*DIRECTION A*
Pull out every line in the listing below that contains the string "distance".

------ PASSAGE TO READ

This is the mail archive of the gcc-patches@gcc.gnu.org mailing list for the GCC project.
Index Nav:	[Date Index] [Subject Index] [Author Index] [Thread Index]
Message Nav:	[Date Prev] [Date Next]	[Thread Prev] [Thread Next]
Re: cpplib: new lexer touch ups

To: Zack Weinberg <zack at wolery dot cumb dot org>
Subject: Re: cpplib: new lexer touch ups
From: Neil Booth <NeilB at earthling dot net>
Date: Sun, 7 May 2000 18:22:51 +0900
Cc: gcc-patches at gcc dot gnu dot org
References: <E12nbOf-0002bx-00@monkey.rosenet.ne.jp> <20000506123408.H18130@wolery.cumb.org>
Zack Weinberg wrote:-

> I'd rather see this as two separate patches: one that does the
> NEW_LEXER and the function renames, and another with all the
> functionality changes.
> 
> You may commit a patch that does nothing besides change #if 0 to
> #ifdef NEW_LEXER, move all the declarations to the top, and rename
> functions such that cpplex.c will compile with NEW_LEXER defined.
> Then resend the other patch.

OK, I've done that.  Included below is the patch to add spell_token.
I've added a boolean parameter that indicates whether the caller wants
any preceding whitespace spelled or not.  I envisage this being useful
to the # and ## operator handlers to selectively suppress whitespace.

------------

*DIRECTION B*
Based on the mailing-list message above, decide whether each statement agrees with it. Answer yes or no for each and quote the deciding words. (i) Zack Weinberg asked for the changes to be split into two separate patches. (ii) The patch included in the message adds spell_token. (iii) The new parameter is an integer count of whitespace characters.

------ LISTED ENTRIES

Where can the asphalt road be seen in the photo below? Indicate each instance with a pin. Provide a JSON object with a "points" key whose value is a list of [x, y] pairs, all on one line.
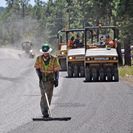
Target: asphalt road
{"points": [[93, 107]]}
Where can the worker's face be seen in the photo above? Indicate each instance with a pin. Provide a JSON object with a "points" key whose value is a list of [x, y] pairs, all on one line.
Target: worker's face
{"points": [[46, 54]]}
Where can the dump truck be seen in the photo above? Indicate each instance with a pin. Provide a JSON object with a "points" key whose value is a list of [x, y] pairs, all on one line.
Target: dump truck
{"points": [[101, 54], [75, 52], [62, 49]]}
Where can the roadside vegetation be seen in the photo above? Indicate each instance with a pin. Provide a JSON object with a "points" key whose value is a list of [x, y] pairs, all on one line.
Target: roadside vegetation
{"points": [[21, 21]]}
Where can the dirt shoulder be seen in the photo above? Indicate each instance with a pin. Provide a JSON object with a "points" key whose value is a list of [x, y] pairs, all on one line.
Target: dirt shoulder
{"points": [[128, 79]]}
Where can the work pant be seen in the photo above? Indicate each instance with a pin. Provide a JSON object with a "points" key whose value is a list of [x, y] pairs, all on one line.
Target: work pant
{"points": [[47, 87]]}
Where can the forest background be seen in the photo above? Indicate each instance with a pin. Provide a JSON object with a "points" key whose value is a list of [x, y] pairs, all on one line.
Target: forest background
{"points": [[20, 21]]}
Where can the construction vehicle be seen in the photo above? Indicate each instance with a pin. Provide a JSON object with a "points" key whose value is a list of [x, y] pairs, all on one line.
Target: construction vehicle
{"points": [[62, 49], [101, 57], [75, 54]]}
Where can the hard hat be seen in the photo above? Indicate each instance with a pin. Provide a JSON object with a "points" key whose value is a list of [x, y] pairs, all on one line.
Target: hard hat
{"points": [[46, 48]]}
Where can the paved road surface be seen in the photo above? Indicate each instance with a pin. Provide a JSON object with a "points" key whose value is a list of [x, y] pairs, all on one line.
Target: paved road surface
{"points": [[93, 107]]}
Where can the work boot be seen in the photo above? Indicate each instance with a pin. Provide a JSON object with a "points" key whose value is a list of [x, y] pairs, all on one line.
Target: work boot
{"points": [[45, 114]]}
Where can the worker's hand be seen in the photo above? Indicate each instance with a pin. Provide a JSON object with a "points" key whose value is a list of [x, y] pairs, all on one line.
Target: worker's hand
{"points": [[55, 83]]}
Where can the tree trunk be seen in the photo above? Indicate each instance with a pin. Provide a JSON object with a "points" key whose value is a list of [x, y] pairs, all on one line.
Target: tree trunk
{"points": [[127, 54]]}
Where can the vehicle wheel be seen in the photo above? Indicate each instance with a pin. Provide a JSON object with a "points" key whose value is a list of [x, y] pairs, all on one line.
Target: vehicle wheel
{"points": [[70, 72], [94, 74], [101, 75], [116, 75], [76, 72], [87, 74], [109, 75], [82, 71]]}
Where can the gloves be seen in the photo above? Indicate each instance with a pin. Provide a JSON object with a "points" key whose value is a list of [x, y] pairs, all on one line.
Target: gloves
{"points": [[55, 83]]}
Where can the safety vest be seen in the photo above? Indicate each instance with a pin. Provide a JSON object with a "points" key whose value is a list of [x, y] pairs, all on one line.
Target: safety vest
{"points": [[50, 68]]}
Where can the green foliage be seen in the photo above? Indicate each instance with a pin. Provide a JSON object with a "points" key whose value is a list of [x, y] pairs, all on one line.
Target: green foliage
{"points": [[55, 15]]}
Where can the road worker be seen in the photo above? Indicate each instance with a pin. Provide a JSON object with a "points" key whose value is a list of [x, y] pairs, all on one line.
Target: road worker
{"points": [[47, 68]]}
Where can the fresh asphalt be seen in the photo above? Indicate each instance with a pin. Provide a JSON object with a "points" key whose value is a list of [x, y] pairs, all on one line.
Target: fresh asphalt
{"points": [[96, 107]]}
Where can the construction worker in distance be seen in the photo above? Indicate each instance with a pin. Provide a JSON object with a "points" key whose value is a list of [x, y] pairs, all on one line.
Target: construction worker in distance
{"points": [[78, 43], [109, 42], [47, 68], [71, 42]]}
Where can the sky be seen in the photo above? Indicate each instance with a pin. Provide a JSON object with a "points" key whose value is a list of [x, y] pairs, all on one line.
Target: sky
{"points": [[3, 2]]}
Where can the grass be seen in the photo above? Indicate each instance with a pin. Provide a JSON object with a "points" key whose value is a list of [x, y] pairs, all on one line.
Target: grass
{"points": [[126, 71]]}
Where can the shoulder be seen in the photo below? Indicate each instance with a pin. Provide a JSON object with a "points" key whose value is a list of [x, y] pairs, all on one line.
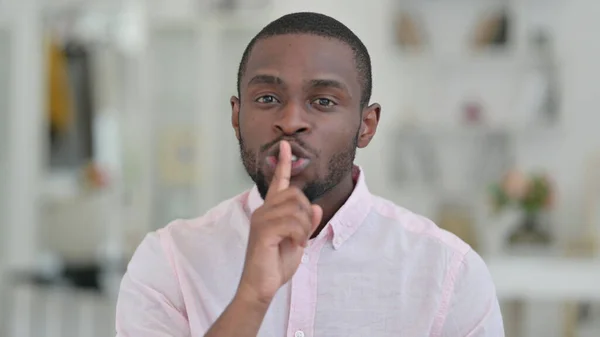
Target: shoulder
{"points": [[209, 222], [418, 228]]}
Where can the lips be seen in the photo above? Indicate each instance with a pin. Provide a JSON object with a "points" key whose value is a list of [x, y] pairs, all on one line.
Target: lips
{"points": [[300, 159]]}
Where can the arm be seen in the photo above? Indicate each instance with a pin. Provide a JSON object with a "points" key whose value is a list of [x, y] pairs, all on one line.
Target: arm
{"points": [[242, 318], [279, 231], [150, 303], [473, 309]]}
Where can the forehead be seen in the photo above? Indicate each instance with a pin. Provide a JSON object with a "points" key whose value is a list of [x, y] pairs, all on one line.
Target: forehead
{"points": [[296, 58]]}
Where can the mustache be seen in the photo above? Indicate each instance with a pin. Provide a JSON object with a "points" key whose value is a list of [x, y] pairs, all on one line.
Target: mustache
{"points": [[291, 140]]}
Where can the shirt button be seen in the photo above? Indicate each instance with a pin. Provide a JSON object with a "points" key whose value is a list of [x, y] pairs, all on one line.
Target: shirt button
{"points": [[305, 258]]}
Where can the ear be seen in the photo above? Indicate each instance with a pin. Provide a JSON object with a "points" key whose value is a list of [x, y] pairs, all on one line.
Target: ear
{"points": [[235, 115], [369, 122]]}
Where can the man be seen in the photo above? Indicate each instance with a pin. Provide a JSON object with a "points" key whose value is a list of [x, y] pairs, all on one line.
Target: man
{"points": [[308, 251]]}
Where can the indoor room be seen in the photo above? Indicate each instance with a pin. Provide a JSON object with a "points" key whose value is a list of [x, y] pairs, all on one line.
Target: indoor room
{"points": [[116, 120]]}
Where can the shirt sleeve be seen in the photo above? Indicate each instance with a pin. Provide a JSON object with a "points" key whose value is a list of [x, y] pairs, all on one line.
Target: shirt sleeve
{"points": [[473, 309], [150, 302]]}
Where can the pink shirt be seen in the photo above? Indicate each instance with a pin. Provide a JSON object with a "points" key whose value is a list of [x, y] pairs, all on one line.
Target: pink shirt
{"points": [[375, 270]]}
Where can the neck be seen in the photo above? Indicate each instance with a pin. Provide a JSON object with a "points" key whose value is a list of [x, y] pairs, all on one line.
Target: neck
{"points": [[335, 198]]}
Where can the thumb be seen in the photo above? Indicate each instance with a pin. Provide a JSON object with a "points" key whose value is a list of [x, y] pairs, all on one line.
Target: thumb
{"points": [[317, 216]]}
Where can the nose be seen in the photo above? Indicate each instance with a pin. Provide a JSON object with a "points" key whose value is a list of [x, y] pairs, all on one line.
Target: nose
{"points": [[291, 120]]}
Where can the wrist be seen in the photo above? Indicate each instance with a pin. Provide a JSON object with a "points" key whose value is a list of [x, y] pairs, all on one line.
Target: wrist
{"points": [[251, 298]]}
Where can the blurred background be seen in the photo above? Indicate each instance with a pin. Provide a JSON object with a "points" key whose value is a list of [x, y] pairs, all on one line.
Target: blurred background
{"points": [[115, 120]]}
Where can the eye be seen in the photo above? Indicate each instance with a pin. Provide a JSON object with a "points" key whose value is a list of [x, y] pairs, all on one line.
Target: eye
{"points": [[324, 102], [267, 99]]}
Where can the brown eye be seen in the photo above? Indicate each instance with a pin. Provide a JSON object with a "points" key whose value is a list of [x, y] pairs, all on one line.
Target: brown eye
{"points": [[267, 99], [325, 102]]}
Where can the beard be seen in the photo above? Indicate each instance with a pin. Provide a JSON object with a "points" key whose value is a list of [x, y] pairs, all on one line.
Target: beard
{"points": [[339, 165]]}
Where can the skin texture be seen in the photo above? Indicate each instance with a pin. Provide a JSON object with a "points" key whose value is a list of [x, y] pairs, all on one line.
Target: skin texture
{"points": [[300, 91]]}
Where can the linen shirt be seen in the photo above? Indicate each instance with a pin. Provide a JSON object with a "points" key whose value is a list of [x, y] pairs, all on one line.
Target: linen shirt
{"points": [[376, 269]]}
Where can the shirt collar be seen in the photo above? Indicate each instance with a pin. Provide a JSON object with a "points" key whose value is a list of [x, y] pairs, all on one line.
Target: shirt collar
{"points": [[346, 220]]}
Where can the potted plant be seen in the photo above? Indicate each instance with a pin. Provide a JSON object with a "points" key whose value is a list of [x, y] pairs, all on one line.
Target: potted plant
{"points": [[533, 196]]}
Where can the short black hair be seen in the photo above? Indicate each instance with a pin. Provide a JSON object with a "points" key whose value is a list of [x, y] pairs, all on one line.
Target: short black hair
{"points": [[320, 25]]}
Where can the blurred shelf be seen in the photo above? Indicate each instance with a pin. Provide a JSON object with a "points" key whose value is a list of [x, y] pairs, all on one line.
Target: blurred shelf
{"points": [[61, 185], [546, 278], [477, 131], [242, 21]]}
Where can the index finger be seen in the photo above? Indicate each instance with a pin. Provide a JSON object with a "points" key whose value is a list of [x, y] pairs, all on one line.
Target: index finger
{"points": [[281, 178]]}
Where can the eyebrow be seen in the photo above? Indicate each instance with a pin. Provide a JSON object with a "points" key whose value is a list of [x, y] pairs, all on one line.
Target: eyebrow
{"points": [[266, 79], [322, 83]]}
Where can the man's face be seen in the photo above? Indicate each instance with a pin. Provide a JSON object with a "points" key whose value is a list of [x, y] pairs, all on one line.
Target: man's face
{"points": [[304, 89]]}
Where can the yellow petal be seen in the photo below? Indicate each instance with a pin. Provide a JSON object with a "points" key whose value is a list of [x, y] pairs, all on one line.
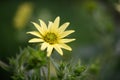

------------

*WRITTEN RESPONSE A*
Where can the construction worker in distance be seen in the photo above? Indicate each instance with a pin. Provide a JSON object with a "points" key whose value is a list of [x, y] pairs, all on one line.
Target: construction worker in distance

*WRITTEN RESPONSE B*
(i) Yes: "I'd rather see this as two separate patches"
(ii) Yes: "Included below is the patch to add spell_token."
(iii) No: "I've added a boolean parameter that indicates whether the caller wants any preceding whitespace spelled or not."